DATA START

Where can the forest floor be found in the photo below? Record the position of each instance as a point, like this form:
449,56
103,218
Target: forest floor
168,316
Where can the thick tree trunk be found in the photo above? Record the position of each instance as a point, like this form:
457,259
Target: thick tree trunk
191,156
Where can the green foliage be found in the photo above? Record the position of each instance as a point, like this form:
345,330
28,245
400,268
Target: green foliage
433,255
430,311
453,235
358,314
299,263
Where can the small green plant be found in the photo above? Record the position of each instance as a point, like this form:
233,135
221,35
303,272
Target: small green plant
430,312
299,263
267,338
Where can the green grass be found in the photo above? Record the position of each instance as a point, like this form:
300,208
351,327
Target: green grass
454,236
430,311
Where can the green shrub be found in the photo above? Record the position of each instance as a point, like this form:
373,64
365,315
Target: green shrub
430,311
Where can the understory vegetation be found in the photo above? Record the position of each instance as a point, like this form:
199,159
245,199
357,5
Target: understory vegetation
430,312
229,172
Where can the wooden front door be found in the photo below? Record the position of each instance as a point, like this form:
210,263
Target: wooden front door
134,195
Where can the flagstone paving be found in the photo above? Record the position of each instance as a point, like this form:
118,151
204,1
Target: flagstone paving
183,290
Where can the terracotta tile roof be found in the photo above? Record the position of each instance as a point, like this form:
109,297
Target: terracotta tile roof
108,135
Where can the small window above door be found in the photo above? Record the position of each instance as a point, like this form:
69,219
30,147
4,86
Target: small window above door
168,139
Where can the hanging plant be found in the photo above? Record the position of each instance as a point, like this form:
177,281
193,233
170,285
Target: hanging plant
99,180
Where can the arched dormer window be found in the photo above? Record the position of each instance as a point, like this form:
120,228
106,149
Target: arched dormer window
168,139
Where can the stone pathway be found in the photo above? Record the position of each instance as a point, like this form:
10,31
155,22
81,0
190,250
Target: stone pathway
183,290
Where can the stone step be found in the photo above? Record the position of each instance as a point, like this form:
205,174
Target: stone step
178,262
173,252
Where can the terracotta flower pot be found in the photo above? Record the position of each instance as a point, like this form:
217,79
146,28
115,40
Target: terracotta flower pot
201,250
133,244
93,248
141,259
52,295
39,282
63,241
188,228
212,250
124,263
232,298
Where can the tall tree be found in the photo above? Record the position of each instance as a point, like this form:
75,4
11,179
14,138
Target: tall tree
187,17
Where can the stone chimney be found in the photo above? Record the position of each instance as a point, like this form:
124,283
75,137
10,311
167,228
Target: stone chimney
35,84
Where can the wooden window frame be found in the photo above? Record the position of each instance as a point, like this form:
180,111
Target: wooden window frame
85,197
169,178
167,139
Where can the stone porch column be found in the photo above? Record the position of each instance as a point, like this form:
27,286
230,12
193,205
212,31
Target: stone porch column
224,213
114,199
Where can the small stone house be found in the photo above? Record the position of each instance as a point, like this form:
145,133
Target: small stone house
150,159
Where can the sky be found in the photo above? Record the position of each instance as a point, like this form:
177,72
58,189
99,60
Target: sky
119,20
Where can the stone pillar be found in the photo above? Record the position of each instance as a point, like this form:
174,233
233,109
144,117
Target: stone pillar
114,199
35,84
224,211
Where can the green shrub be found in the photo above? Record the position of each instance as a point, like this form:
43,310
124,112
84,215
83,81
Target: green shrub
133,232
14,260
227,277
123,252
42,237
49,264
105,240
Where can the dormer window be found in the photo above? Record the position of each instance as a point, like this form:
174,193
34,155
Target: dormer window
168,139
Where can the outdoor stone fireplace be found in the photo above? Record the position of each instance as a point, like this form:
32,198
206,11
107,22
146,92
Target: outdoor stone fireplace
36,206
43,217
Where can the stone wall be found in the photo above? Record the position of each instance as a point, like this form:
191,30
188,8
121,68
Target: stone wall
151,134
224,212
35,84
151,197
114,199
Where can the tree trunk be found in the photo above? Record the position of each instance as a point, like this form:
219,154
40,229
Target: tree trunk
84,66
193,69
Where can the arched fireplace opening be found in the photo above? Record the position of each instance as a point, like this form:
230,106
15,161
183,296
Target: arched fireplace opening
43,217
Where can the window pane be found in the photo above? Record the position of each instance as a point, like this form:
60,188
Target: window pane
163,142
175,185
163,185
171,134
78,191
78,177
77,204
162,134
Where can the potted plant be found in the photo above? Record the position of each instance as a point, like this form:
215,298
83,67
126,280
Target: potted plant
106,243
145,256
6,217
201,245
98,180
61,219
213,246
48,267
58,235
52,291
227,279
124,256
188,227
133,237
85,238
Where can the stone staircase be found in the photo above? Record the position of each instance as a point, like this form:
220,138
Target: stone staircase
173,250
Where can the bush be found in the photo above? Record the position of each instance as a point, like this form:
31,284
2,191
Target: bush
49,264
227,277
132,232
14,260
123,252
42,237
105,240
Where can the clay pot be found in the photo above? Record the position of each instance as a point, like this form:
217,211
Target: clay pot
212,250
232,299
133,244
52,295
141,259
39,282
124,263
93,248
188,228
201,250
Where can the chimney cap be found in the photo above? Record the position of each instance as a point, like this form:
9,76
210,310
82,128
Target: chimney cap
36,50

DATA END

* _WHAT YOU HAVE TO DO_: Apply a filter for "below" to the entries and show each line that passes.

* _RESPONSE AREA_:
Where can the forest floor be found in the photo below? Record the position of each instance as a point, like this form:
Where can the wooden front door be found in the photo below? Record the position of each instance as a point, like this form:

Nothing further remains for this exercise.